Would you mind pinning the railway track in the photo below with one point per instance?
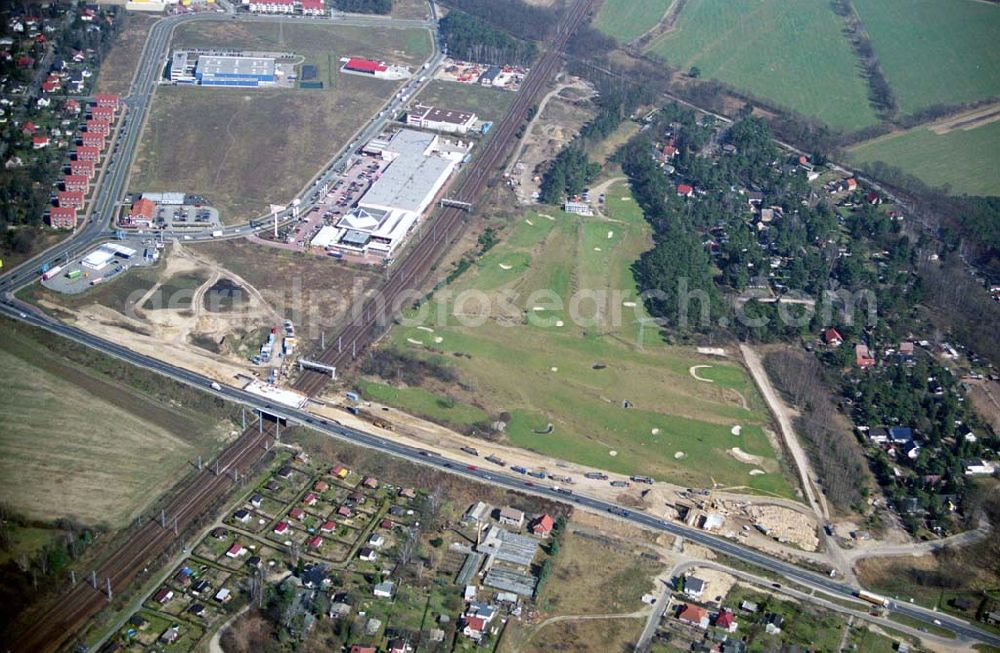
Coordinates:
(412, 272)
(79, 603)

********

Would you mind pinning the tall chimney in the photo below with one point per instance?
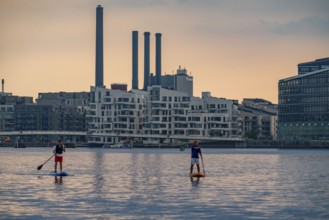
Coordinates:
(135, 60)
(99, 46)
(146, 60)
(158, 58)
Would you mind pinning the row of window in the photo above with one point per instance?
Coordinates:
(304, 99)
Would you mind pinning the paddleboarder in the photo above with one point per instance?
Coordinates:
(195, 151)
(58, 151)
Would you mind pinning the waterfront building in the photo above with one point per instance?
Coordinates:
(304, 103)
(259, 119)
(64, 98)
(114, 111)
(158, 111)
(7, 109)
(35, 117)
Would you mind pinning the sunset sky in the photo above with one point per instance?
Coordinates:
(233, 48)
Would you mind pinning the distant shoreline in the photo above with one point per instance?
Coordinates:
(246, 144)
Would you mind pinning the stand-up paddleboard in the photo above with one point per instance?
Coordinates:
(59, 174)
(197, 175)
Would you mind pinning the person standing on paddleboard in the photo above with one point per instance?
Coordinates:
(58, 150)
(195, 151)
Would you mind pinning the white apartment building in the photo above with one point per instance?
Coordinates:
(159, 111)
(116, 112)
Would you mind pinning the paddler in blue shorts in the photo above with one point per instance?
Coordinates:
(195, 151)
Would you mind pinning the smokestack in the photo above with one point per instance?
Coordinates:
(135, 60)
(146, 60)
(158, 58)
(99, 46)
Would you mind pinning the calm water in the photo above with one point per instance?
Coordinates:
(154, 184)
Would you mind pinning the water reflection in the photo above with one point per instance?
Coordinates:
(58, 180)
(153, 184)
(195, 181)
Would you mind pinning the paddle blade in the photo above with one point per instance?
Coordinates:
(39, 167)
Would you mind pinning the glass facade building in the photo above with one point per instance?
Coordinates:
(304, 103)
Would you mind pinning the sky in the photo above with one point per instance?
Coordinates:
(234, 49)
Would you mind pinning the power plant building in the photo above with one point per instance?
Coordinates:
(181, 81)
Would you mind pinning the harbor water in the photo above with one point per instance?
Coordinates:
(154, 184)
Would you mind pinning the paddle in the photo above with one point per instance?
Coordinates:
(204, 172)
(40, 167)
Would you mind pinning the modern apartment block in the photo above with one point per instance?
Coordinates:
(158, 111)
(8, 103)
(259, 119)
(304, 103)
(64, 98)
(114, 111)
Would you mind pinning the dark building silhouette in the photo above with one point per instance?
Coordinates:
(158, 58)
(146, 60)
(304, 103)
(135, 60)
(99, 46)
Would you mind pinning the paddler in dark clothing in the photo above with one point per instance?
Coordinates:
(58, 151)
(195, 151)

********

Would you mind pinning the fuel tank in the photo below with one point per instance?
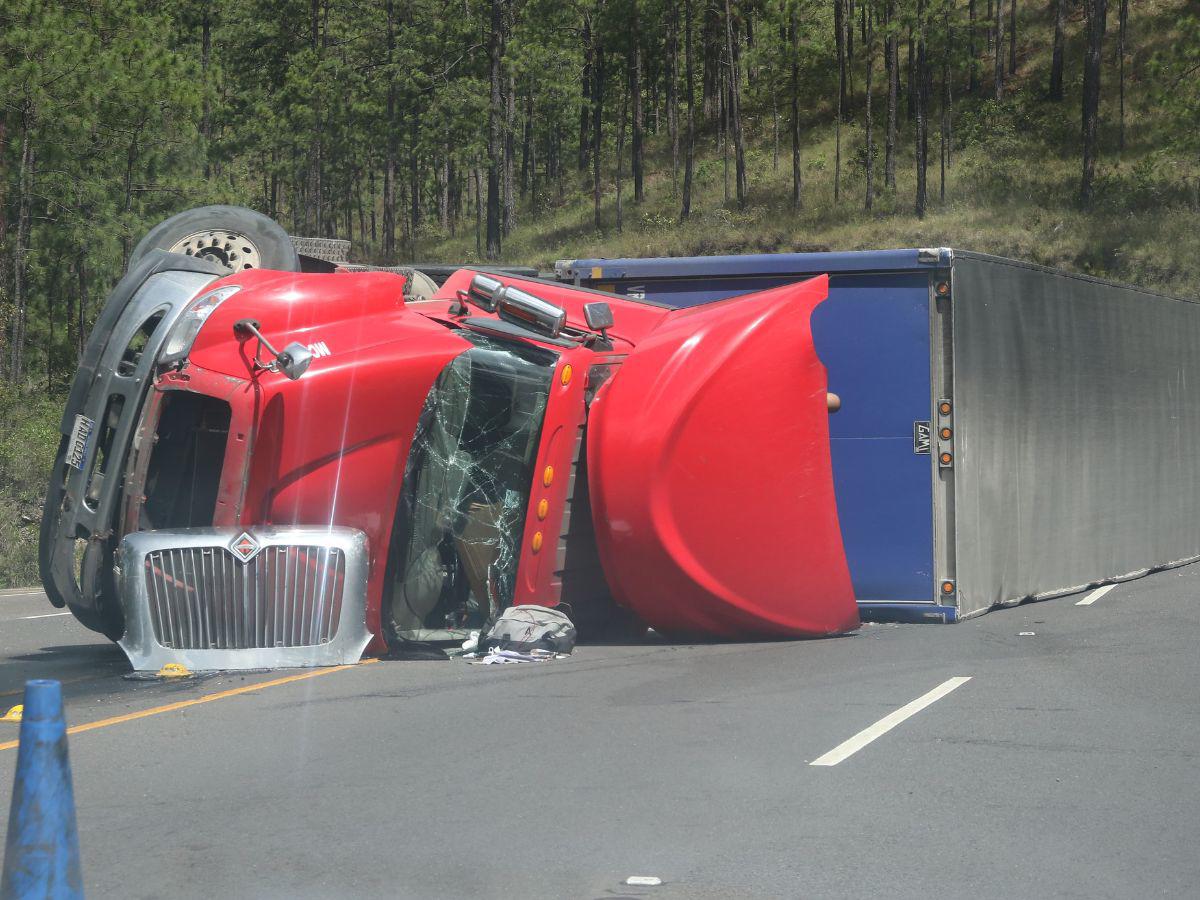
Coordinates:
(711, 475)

********

### WHAT NEEDS TO BE DONE
Find each line above that contains the word "dark", and copy those lines out in full.

### EXERCISE SOLUTION
Would you mind pinning the dark building silhouette in the photo above with one point per instance?
Would you mind pinning the paddler in dark clothing in the photo above with one point per instance?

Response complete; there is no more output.